CONSEGNA: Restituisci parola per parola il passo dell'articolo sulla grandinata in Val di Gresta che inizia con "Non c’è contadino che" e termina con "in un lago.".

Grandine e disperazione in val di Gresta

Non c’è contadino che in questo momento non stia cercando di salvare quanto rimane degli ortaggi a foglia, colpiti e distrutti in gran parte dalla grandinata di sabato notte in Val di Gresta. Cavoli cappucci, biete, zucchine, cavolfiori, e tutto ciò in quel momento stava crescendo alla luce del sole. E mentre la grandinata faceva scomparire il lavoro di un anno, precipitazioni torrenziali mettevano in tilt il sistema della raccolta dell’acqua stradale, trasformando piazza Cal di Ponte di Mori in un lago.
 
«È ancora difficile calcolare i danni, ma non c’è quasi più nulla da fare. I contadini hanno perso quasi tutto, c’è invece speranza per le patate, le rape e il sedano che sono ancora sotto terra» spiega Vanda Rosà, presidente del Consorzio ortofrutticolo Val di Gresta , in campo fin da ieri con i contadini per riuscire a salvare il salvabile. «Non c’è contadino - continua la presidente - che non stia trattando con il rame, che consente, se va bene, di cicatrizzare le ferite delle piante».

DATI IN ESAME:
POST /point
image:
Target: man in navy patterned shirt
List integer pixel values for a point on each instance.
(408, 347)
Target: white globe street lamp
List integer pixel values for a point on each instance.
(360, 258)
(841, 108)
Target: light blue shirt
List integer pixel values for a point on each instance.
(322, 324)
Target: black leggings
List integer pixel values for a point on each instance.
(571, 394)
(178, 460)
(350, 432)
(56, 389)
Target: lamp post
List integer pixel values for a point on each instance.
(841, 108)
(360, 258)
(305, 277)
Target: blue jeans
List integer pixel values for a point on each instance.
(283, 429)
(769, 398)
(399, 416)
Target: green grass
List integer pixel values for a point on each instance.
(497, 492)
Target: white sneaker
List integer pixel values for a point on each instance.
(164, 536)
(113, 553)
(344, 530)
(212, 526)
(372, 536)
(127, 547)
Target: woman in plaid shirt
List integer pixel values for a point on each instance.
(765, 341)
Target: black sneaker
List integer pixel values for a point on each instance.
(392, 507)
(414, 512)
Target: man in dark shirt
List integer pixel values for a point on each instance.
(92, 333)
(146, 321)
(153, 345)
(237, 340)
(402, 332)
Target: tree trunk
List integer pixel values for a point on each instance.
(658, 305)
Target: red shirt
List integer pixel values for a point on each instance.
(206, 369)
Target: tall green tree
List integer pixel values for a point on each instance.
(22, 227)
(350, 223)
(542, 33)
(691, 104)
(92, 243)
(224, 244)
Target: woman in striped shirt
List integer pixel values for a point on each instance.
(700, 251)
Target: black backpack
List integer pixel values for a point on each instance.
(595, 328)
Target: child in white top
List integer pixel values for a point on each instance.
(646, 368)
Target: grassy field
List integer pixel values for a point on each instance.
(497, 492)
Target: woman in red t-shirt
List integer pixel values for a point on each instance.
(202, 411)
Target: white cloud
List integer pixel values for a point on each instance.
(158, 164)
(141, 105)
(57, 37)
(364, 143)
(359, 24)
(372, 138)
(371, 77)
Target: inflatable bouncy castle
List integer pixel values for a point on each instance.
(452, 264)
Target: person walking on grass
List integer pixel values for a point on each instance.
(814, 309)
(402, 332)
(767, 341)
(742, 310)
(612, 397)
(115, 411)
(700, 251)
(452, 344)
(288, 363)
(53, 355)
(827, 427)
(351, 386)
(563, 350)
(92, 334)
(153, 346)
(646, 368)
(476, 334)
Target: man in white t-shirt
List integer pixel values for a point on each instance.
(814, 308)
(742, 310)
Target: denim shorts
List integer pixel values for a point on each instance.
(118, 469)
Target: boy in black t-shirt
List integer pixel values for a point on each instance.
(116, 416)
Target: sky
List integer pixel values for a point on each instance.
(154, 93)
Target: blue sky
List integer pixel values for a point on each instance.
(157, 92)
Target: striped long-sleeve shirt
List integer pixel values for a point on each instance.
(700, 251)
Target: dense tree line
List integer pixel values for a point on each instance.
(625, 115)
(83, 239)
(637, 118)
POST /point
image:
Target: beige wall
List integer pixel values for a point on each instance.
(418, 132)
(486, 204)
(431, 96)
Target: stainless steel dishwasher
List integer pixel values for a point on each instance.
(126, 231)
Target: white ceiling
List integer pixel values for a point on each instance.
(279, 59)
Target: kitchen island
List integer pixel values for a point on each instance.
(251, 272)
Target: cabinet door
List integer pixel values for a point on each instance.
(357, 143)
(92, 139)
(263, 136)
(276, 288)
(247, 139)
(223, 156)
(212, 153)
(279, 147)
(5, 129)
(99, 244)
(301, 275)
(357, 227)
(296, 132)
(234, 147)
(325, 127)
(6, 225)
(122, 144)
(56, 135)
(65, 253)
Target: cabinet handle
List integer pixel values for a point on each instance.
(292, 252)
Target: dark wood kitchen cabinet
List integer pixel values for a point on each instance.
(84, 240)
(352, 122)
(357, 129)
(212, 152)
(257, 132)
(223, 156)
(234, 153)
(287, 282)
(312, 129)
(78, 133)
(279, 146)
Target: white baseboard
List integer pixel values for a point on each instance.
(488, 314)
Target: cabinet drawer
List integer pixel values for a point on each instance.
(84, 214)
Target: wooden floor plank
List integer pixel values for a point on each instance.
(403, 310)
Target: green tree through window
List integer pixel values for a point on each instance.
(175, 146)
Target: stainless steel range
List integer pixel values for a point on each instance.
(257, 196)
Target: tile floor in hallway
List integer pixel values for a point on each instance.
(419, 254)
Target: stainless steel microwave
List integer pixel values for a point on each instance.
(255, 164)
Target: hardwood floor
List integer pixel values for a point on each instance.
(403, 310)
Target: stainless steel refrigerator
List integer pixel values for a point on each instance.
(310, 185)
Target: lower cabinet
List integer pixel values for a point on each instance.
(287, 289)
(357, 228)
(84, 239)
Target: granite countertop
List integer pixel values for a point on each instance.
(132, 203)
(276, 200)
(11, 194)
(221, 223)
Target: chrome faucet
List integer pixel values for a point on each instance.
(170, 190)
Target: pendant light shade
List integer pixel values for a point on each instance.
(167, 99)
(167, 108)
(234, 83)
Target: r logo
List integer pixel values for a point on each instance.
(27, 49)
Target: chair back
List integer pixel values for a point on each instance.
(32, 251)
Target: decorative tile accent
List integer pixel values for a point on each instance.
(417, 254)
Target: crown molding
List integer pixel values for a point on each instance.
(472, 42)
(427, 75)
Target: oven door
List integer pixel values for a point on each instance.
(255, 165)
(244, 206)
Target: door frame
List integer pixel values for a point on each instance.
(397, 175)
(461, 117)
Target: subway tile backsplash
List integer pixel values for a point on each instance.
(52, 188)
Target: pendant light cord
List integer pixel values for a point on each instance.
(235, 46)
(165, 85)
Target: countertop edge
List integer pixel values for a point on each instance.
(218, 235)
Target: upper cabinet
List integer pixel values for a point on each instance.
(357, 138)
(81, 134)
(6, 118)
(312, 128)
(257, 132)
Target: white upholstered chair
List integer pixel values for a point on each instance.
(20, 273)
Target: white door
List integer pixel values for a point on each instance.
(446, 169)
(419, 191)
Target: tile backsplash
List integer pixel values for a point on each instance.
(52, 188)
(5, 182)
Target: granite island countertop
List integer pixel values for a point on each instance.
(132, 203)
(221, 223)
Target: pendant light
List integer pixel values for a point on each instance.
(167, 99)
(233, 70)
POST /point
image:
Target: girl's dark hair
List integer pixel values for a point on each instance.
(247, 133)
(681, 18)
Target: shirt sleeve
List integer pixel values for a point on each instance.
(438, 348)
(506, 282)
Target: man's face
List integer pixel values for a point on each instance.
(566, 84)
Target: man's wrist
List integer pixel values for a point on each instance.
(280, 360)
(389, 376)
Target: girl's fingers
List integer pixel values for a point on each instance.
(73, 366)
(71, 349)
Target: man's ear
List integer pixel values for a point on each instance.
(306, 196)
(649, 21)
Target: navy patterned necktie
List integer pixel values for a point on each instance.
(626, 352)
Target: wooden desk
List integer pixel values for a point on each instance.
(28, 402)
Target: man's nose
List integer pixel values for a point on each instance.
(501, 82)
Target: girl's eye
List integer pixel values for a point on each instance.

RISPOSTA:
Non c’è contadino che in questo momento non stia cercando di salvare quanto rimane degli ortaggi a foglia, colpiti e distrutti in gran parte dalla grandinata di sabato notte in Val di Gresta. Cavoli cappucci, biete, zucchine, cavolfiori, e tutto ciò in quel momento stava crescendo alla luce del sole. E mentre la grandinata faceva scomparire il lavoro di un anno, precipitazioni torrenziali mettevano in tilt il sistema della raccolta dell’acqua stradale, trasformando piazza Cal di Ponte di Mori in un lago.